─── Exercise material ───
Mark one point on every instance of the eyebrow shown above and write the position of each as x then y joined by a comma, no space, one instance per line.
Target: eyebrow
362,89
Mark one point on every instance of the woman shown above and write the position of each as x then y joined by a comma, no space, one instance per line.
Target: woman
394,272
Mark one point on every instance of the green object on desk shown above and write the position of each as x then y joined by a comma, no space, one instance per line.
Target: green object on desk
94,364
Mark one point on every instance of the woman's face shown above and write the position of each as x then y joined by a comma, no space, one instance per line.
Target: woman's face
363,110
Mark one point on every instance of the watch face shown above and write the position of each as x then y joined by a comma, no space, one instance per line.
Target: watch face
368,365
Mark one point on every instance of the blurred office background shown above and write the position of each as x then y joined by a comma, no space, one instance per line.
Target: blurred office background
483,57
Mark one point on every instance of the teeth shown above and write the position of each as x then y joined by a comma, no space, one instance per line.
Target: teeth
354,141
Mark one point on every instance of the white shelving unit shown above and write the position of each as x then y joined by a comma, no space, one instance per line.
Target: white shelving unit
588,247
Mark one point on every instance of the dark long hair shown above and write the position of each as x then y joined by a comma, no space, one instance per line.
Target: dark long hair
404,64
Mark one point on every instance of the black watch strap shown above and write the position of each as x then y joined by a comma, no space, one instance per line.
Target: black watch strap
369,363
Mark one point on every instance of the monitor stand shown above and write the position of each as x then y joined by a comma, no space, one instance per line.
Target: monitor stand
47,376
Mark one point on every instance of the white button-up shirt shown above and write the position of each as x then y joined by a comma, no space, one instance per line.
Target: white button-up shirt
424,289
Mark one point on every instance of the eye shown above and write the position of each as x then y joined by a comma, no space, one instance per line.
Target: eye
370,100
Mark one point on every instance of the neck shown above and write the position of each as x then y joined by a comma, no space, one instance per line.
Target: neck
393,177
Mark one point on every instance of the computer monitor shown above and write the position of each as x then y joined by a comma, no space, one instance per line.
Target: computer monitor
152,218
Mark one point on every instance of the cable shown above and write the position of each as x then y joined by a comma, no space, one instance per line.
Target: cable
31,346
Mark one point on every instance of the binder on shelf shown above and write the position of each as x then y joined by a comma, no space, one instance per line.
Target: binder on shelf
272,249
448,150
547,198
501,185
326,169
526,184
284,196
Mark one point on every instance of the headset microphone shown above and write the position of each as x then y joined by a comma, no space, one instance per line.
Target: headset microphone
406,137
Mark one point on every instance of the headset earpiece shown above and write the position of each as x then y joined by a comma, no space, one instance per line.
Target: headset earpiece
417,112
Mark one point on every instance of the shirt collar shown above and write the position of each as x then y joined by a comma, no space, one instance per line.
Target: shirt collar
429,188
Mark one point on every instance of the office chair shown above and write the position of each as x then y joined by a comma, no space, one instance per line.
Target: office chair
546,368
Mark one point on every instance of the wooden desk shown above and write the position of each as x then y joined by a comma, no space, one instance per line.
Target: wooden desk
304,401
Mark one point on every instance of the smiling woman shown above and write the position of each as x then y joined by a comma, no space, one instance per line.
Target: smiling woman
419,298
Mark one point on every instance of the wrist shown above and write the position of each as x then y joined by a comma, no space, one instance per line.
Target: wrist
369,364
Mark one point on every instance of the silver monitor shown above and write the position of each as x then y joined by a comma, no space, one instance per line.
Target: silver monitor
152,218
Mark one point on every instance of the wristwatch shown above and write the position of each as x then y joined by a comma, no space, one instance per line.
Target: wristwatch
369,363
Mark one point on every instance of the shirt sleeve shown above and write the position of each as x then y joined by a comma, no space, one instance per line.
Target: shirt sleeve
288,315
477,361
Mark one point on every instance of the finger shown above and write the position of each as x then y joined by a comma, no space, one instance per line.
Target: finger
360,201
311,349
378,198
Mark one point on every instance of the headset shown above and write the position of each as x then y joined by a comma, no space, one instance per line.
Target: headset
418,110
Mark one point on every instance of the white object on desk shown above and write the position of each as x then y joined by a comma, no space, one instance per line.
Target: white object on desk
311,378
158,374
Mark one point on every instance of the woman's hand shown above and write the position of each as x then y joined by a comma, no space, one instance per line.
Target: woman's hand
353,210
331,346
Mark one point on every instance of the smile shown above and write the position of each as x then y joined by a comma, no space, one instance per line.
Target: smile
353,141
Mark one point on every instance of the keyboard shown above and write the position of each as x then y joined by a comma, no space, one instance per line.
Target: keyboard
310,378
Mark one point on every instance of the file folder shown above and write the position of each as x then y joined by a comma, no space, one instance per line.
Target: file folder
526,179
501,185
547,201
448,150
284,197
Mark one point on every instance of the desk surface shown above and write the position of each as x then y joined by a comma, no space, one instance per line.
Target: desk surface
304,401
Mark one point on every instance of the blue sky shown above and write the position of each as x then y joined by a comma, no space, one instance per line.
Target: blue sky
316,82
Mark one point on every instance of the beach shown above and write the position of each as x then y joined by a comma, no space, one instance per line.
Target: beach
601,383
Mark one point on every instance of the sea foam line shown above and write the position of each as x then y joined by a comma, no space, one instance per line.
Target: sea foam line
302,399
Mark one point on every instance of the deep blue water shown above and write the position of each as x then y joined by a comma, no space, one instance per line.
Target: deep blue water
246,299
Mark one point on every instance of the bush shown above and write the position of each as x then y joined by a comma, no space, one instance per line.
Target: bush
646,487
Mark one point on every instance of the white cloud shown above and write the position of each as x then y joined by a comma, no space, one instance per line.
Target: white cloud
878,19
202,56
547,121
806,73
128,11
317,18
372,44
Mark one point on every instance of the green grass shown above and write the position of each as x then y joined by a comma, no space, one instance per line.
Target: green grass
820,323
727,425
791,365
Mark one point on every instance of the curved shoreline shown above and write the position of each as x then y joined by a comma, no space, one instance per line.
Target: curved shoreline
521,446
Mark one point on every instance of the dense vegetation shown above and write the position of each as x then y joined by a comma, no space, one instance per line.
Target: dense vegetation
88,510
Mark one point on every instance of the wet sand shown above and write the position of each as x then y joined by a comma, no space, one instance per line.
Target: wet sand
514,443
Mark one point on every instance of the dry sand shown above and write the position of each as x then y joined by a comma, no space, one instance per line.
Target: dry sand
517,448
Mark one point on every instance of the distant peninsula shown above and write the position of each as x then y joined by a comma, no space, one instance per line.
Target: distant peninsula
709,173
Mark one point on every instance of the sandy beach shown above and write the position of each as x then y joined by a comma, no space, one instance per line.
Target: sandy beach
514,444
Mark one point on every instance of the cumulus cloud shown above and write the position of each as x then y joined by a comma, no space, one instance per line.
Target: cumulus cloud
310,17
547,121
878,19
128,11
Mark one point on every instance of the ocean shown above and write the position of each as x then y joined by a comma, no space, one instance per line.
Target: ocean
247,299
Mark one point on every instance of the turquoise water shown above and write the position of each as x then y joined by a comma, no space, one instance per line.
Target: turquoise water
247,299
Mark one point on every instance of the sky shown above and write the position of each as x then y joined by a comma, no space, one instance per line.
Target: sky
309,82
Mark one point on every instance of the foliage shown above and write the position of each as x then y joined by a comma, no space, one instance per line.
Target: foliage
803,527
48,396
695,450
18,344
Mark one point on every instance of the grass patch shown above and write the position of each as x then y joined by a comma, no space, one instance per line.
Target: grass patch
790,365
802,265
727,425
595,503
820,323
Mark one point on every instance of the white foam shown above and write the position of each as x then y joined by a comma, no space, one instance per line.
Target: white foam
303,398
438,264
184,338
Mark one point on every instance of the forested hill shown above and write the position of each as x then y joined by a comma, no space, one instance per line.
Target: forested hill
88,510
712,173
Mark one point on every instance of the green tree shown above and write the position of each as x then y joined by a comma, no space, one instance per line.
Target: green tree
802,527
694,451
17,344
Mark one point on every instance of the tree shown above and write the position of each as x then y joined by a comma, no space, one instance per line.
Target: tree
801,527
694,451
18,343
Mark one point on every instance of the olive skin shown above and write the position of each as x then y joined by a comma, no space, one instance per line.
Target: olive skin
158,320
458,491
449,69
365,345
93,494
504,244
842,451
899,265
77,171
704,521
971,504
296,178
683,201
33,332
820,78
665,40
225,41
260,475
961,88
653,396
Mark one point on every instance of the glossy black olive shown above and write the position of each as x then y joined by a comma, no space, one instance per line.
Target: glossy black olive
───
**What is required**
Your task is to write out the lines from the one with "Mark one point on every instance of the forested" through the end of the records, exactly and with nothing added.

**Response for this exercise**
Mark one point on every instance of the forested hill shown above and write the position of each as x then y joined by a comma, no space, one instance per line.
Target: forested hill
88,510
712,173
Mark one point on every instance of the green tree shown above and write the position of each as x then y joined by a comma, no space, one instance per line.
Target: green tree
802,527
694,451
17,344
Mark one point on every instance of the tree shown above and write the position of each as x then y joined by a comma, no space, one instance per line.
Target: tree
801,527
694,451
18,343
Mark one point on every instance of the olive skin shown above and write the position of each as x then y joined by a comma, no space, one instance per line.
Target: olive skin
158,320
458,491
449,69
365,345
93,494
504,244
842,451
899,265
77,171
704,521
971,504
296,178
683,201
33,332
820,78
665,40
225,41
260,475
961,88
653,396
Mark one point on every instance of the glossy black olive shown above and write the position of each as x then y joined by a comma, no space, one instance per line.
Target: glossy black olive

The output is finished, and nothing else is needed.